Collected data entries
====================

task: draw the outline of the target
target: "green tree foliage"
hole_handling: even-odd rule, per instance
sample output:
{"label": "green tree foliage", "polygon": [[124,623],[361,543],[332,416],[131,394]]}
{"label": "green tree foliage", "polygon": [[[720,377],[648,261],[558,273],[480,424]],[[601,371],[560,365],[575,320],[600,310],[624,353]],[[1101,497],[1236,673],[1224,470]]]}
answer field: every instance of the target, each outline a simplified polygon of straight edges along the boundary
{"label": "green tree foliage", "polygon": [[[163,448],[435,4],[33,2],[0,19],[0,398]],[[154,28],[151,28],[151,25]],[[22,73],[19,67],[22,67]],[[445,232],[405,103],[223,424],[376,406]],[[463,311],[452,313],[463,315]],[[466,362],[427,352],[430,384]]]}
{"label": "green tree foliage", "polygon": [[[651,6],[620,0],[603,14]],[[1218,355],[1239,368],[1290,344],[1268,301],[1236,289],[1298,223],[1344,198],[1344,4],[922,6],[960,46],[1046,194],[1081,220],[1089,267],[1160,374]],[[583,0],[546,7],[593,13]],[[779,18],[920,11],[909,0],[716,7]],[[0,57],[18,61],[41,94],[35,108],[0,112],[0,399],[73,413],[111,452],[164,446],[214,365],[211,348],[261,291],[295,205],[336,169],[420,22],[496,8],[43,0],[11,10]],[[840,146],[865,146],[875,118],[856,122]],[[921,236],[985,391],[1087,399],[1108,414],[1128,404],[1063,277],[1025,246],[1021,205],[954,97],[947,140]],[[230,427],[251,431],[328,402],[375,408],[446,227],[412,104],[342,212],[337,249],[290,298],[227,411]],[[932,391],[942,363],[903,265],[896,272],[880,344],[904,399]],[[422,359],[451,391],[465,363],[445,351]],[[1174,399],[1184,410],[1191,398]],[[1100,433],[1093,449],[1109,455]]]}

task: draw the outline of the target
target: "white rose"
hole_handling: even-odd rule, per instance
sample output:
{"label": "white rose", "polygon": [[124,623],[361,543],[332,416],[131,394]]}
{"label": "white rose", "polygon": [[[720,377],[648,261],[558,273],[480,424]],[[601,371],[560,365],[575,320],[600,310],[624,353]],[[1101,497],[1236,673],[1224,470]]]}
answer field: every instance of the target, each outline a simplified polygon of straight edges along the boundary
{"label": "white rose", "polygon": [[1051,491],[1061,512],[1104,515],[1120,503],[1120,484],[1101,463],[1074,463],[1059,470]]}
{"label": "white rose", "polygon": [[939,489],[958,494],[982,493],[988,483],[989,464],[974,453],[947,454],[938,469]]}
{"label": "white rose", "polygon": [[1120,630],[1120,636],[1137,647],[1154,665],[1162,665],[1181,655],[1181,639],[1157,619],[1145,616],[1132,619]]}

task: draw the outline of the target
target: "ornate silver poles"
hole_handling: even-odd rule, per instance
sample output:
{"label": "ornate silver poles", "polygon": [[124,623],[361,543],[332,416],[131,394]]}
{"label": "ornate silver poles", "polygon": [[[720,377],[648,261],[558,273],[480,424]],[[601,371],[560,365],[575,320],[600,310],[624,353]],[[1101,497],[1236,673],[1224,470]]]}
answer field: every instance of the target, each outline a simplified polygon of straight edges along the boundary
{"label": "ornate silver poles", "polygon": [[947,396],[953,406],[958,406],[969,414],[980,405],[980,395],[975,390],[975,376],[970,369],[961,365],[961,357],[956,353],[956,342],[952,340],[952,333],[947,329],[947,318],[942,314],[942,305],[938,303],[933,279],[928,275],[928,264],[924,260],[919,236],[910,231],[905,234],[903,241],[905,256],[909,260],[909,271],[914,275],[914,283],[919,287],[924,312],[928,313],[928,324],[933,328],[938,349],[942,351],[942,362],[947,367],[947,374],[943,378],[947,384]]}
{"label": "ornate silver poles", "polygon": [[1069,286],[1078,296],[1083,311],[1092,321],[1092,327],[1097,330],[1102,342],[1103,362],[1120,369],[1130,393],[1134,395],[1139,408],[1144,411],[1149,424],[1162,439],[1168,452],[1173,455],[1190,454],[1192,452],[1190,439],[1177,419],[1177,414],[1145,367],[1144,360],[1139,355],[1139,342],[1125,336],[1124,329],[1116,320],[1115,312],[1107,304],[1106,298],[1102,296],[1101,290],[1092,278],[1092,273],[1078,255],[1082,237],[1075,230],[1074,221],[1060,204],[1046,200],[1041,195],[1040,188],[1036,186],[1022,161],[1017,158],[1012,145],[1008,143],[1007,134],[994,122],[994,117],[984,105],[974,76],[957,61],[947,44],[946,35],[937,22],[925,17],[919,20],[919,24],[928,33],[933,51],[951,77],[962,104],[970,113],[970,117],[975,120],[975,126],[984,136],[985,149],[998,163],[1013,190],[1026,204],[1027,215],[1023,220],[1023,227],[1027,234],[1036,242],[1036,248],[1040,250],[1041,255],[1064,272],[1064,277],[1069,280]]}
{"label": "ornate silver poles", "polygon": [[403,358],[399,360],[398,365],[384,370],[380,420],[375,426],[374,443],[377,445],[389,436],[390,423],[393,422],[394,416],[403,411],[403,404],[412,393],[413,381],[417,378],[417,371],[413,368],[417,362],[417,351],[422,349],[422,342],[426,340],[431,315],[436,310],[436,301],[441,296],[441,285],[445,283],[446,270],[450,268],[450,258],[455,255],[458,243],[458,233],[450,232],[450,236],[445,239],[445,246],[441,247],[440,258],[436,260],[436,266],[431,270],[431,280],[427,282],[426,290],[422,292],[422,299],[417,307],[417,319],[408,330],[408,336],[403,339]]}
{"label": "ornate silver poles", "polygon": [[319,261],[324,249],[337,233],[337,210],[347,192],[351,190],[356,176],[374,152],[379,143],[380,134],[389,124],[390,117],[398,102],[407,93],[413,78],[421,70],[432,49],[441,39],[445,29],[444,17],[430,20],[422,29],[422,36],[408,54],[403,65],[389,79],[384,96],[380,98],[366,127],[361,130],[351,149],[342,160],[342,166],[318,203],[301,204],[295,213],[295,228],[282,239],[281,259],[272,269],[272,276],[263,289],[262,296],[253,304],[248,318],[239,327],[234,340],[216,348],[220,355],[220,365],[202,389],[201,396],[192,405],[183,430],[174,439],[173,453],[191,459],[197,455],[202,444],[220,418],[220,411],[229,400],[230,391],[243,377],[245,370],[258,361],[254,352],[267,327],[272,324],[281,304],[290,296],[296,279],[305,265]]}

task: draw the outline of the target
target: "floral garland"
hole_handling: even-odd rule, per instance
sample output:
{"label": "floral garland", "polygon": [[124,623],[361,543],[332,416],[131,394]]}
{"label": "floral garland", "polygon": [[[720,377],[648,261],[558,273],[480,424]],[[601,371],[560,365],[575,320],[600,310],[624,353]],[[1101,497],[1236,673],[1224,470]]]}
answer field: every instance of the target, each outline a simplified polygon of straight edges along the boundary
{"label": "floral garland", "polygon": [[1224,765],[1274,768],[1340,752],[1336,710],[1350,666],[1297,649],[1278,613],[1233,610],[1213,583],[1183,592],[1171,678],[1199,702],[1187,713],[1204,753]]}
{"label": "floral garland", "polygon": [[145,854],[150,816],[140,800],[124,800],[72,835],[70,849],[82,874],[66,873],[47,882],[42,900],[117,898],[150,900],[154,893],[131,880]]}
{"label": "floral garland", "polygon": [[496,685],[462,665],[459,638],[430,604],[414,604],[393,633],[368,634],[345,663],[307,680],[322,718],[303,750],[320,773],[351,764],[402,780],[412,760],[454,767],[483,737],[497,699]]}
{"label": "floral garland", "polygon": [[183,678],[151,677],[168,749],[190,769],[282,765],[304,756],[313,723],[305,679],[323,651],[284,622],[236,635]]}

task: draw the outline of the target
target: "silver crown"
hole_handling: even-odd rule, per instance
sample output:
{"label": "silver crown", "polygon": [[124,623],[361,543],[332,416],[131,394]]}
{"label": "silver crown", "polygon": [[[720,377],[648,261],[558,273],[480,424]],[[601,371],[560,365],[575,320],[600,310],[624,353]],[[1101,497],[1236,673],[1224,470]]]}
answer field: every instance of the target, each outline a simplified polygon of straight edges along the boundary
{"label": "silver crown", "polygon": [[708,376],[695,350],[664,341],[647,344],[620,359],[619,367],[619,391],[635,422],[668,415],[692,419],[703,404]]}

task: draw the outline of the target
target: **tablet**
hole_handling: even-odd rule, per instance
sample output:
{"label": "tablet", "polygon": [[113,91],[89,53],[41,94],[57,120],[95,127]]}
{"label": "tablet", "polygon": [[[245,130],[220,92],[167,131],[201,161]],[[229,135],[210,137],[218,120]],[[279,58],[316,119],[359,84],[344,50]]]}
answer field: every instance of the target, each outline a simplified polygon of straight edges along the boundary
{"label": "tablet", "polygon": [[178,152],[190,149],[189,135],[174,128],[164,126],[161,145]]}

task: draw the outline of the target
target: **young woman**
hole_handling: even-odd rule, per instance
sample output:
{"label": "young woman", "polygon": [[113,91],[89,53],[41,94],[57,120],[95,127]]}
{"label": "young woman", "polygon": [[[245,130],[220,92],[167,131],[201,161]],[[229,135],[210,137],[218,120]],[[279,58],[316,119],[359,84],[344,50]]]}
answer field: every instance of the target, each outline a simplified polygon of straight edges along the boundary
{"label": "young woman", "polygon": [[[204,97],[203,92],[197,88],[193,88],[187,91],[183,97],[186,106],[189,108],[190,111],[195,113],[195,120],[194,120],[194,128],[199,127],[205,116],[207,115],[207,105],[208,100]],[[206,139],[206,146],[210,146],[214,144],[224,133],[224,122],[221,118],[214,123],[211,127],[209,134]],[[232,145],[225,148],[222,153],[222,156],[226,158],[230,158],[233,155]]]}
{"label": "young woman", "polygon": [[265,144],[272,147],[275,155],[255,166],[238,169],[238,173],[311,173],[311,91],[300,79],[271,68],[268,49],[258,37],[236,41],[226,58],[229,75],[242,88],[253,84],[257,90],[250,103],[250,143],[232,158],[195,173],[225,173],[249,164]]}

====================

**Problem:** Only these lines should appear in the reply: the one containing "target: **young woman**", the last line of the data, and all lines between them, each copied exactly.

**Your solution:**
target: **young woman**
hole_handling: even-odd rule, per instance
sample output:
{"label": "young woman", "polygon": [[113,91],[89,53],[41,94],[57,120],[95,127]]}
{"label": "young woman", "polygon": [[[245,130],[220,92],[167,131],[201,161]],[[229,135],[210,137],[218,120]],[[279,58],[316,119],[359,84],[344,50]]]}
answer field: every instance of the target, each outline a simplified polygon of straight edges along the boundary
{"label": "young woman", "polygon": [[[204,97],[203,92],[197,88],[193,88],[187,91],[183,97],[186,106],[189,108],[190,111],[195,113],[195,120],[194,120],[194,128],[199,127],[205,116],[207,115],[207,105],[208,100]],[[206,139],[206,146],[210,146],[214,144],[224,133],[224,122],[221,118],[214,123],[211,127],[209,134]],[[232,145],[225,148],[222,153],[222,156],[226,158],[230,158],[233,155]]]}
{"label": "young woman", "polygon": [[265,144],[272,147],[275,155],[255,166],[238,169],[238,173],[311,173],[311,91],[300,79],[271,68],[268,49],[258,37],[236,41],[226,58],[229,75],[242,88],[253,84],[257,90],[250,103],[250,143],[232,158],[195,173],[225,173],[249,164]]}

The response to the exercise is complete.